### ARTICLE:
<<<<

On 13 January 2012 15:20, Patrick Elliott-Brennan
<m...@elliott-brennan.id.au> wrote:
> Bianca Gibson
> Ben Finney
> +1

Heh... Top post and quoting what appeared like the entire digest
email. Bad boy, Patrick! ;-) Not even sure which bits the +1 is to be
applied to.

I am not totally sold on the making a compliment when you don't feel
like it as it could sound a little facetious. I could be totally off
base on the matter.

Is it better to include women (and those who are at the ends of the
age bell curve) in discussions by finding out what they have been
doing or what they want to do next? You may not be interested in
writing something in Ruby, Python, Java or Blah nor the project itself
directly but you might still learn something. As an example, how did
you solve this and that problem?

If I am teaching someone about Arduino which is written in a C
derivative (to the pedants reading this: it's near enough for this
discussion), I will take the person through a simple hello world
example and the procedure for 'uploading' the program. Then suggest
making a change. Suggest a code alteration to do on their own. This
could be applied in just about any other platform, language or
framework. I have never moved the keyboard from the student, to my
knowledge.

Neither subtle nor overt harassment should not be tolerated. Name
calling or stating that someone's argument doesn't matter is wrong,
perhaps there is something in the person argument or some side of it
that you haven't considered. In the recent past, I have found some
people on this list to be obnoxious at worse or blunt at best.

>>>>

### STATED EXERCISE:
Copy the message again, beginning with the words "Heh... Top post" and stopping after "on the matter.", and substitute "insincere" for "facetious".

Entries from a point annotation set:

<<<<

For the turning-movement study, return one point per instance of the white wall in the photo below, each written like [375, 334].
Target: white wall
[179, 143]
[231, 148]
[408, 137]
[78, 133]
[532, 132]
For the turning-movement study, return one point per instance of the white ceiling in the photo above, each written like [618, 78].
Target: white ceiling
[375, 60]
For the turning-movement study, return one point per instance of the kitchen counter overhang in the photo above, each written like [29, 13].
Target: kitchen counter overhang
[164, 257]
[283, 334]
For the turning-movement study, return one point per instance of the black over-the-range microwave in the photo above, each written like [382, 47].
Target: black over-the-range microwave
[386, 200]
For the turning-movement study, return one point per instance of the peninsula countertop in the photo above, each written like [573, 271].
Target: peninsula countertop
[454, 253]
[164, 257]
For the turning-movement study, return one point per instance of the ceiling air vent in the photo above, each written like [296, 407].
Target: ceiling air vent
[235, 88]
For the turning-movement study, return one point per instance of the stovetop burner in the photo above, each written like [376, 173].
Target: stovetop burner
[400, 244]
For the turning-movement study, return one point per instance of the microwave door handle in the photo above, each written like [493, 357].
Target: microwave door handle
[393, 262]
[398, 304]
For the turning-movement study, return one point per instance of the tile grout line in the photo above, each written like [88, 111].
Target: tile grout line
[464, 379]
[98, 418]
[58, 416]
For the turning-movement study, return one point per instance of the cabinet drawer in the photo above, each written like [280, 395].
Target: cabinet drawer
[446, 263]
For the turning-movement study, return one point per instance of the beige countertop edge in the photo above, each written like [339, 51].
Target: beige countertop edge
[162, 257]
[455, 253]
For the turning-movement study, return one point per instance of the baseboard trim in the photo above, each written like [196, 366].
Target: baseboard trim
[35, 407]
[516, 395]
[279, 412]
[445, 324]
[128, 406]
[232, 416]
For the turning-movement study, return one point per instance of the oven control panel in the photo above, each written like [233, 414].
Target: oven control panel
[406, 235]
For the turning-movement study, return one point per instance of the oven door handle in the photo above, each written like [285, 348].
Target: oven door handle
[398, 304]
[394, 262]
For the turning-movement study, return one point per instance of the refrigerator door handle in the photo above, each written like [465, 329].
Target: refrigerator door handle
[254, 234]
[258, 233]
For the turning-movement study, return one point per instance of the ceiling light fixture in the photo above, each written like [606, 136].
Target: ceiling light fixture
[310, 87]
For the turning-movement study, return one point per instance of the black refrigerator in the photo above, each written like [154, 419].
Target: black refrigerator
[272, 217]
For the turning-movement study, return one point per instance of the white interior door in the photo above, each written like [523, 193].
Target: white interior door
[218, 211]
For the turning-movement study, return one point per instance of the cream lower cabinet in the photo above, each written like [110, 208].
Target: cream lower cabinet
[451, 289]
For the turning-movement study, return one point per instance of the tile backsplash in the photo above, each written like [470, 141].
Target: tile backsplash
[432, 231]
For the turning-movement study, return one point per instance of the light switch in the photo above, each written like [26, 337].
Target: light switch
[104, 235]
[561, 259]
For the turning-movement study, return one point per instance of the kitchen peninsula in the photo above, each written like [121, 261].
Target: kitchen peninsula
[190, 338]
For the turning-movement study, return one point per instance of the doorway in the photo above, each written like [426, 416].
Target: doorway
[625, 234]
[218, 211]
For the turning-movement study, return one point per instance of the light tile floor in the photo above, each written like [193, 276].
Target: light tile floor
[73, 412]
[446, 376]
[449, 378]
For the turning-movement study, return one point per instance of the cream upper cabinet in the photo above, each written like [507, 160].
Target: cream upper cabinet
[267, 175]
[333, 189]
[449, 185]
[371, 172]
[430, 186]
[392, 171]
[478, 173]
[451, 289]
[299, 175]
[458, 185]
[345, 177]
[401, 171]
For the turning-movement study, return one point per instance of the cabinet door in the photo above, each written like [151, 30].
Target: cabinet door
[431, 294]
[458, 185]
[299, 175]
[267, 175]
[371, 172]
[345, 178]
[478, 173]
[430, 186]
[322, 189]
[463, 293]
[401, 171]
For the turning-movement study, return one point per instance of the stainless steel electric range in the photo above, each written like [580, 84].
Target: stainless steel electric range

>>>>

### ANSWER FOR THE TASK:
Heh... Top post and quoting what appeared like the entire digest
email. Bad boy, Patrick! ;-) Not even sure which bits the +1 is to be
applied to.

I am not totally sold on the making a compliment when you don't feel
like it as it could sound a little insincere. I could be totally off
base on the matter.